> **DATA PROVIDED**
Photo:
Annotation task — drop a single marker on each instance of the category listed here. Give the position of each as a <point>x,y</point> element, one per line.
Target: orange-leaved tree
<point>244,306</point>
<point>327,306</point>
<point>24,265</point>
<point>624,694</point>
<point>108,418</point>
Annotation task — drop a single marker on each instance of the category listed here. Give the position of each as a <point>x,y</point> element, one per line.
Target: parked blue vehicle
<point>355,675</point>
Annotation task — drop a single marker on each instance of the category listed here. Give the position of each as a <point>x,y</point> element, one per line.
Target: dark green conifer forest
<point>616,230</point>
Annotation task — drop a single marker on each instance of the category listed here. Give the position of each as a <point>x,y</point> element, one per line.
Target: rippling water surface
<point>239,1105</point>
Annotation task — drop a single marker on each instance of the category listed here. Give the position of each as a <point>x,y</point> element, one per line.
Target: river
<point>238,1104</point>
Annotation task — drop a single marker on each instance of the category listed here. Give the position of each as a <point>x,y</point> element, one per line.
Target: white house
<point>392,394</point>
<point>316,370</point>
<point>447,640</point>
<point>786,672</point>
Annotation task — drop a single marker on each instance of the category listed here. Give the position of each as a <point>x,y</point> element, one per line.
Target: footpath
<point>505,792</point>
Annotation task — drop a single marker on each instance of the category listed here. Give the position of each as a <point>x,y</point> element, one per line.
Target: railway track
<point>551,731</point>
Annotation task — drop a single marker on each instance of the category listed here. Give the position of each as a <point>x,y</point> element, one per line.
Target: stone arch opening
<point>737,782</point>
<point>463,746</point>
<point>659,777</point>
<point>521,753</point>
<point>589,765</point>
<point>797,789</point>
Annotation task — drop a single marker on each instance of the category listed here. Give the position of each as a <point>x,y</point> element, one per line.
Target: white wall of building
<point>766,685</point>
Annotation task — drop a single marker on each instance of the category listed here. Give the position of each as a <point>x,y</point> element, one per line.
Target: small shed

> **WORK TASK**
Please give every entry again, precisely as it appears.

> **OUTPUT OF THE TASK**
Photo:
Annotation task — drop a single marker on each instance of the category listed here. Give the position of each as a <point>x,y</point> element, one per line.
Target: orange-leaved tree
<point>244,306</point>
<point>327,306</point>
<point>24,265</point>
<point>624,694</point>
<point>108,418</point>
Annotation task — drop a single marker on each instance of the category listed here. Give the position of each as a <point>x,y</point> element, one per line.
Target: parked blue vehicle
<point>355,675</point>
Annotation task — drop a single marker on each instance of the category listed here. Give the position of each as a <point>x,y</point> element, one per line.
Target: dark green conifer forest
<point>616,230</point>
Annotation task — drop a single marker on each instance of the category listed here. Give the position of each as a <point>x,y</point> element, one per line.
Target: rippling water surface
<point>239,1105</point>
Annotation task — drop a single marker on each instance of the category listed here. Give the position of each as a <point>x,y</point> element, one per line.
Target: river
<point>238,1104</point>
Annotation task — drop a single marker on each instance of the category listed here. Give the position of each as a <point>x,y</point> element, one per line.
Target: white house
<point>392,394</point>
<point>316,370</point>
<point>447,640</point>
<point>786,672</point>
Annotation task — drop a single marker on each instance of the category listed here. Give the position of each as a <point>x,y</point> element, one per line.
Target: footpath
<point>505,792</point>
Annotation task — drop a single marker on each instance of the category listed here. Give the position of each as a <point>x,y</point> element, one per line.
Target: railway track
<point>551,731</point>
Annotation task — drop a single marker on each instance of the category listed here. Give the position of each as a <point>x,y</point> element, one per line.
Target: stone arch opening
<point>737,782</point>
<point>463,746</point>
<point>659,777</point>
<point>521,753</point>
<point>589,765</point>
<point>797,789</point>
Annotation task — drop a single marker on each instance of the category listed here. Give the position of each as a <point>x,y</point> element, one per line.
Target: white wall of building
<point>766,685</point>
Annotation task — drop a single marker on each instance of the category listed here. Give the position of each as a <point>x,y</point> element, one per line.
Target: small shed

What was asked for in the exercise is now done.